Exercise goal.
Please copy the passage from the article on Biden and human rights below word for word, starting with "During Joe Biden’s" and going on through "hypocrisy or cynicism.".

Biden faces test on human rights
7 Apr 2021|

During Joe Biden’s long career in the US Senate, he established a record of supporting human rights as a goal of American foreign policy. Now, as president, Biden’s commitment in this area is being put to the test.

Foreign policy involves trade-offs among many issues, including security, economic interests and other values. But when it comes to human rights, trade-offs often give rise to charges of hypocrisy or cynicism.

Consider the 2018 killing of Saudi dissident journalist Jamal Khashoggi at Saudi Arabia’s consulate in Istanbul. Former President Donald Trump was criticised for ignoring clear evidence of a brutal crime in order to maintain good relations with Saudi Crown Prince Mohammed bin Salman, better known as MBS.

Liberals criticised Trump’s mild reaction to Khashoggi’s murder as remorselessly transactional and heedless of the facts. Even the conservative Wall Street Journal editorialised that ‘we are aware of no President, not even such ruthless pragmatists as Richard Nixon or Lyndon Johnson, who would have written a public statement like this without so much as a grace note about America’s abiding values and principles’.

Trump viewed access to oil, sales of military equipment and regional stability as paramount, but ignored that upholding values and principles that are attractive to others is also an important national interest. Defending human rights tells the world who Americans are and enhances America’s soft power, or the ability to get what one wants through attraction rather than coercion or payment.

Combining these different types of interests in foreign policy requires compromise, which gives rise to criticism over how the compromises are struck. During the 2020 campaign, Biden criticised Trump for turning a blind eye to MBS’s role in Khashoggi’s murder. Upon becoming president, he authorised the Director of National Intelligence to release a declassified report that assigned blame to MBS, banned 76 Saudi individuals from the United States, and curtailed the use of American weapons in the Saudi war in Yemen.

Excerpted data.
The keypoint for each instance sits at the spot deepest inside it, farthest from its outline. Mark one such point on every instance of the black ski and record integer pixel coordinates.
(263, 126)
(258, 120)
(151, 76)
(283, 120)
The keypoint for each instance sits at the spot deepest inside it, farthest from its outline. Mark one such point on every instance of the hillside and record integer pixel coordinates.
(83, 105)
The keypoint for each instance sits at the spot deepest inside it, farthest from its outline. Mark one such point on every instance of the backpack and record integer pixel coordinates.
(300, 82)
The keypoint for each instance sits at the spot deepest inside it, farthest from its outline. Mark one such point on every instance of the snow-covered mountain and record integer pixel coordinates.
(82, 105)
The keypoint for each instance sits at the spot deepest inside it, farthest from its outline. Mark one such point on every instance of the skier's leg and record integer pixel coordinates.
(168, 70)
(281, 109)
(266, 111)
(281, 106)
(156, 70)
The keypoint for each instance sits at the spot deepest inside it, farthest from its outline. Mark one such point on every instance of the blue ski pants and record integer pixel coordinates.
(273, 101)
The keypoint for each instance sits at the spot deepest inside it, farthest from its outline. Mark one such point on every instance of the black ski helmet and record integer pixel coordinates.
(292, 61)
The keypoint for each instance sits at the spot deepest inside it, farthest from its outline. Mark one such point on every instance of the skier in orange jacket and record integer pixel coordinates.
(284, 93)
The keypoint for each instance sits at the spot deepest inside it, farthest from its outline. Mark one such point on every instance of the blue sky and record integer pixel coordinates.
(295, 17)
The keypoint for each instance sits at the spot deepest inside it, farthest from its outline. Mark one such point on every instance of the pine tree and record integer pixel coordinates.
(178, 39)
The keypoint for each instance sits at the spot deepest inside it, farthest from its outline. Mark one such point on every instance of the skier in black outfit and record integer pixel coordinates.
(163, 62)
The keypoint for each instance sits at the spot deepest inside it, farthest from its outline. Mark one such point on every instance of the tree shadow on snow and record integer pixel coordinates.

Output for this task.
During Joe Biden’s long career in the US Senate, he established a record of supporting human rights as a goal of American foreign policy. Now, as president, Biden’s commitment in this area is being put to the test.

Foreign policy involves trade-offs among many issues, including security, economic interests and other values. But when it comes to human rights, trade-offs often give rise to charges of hypocrisy or cynicism.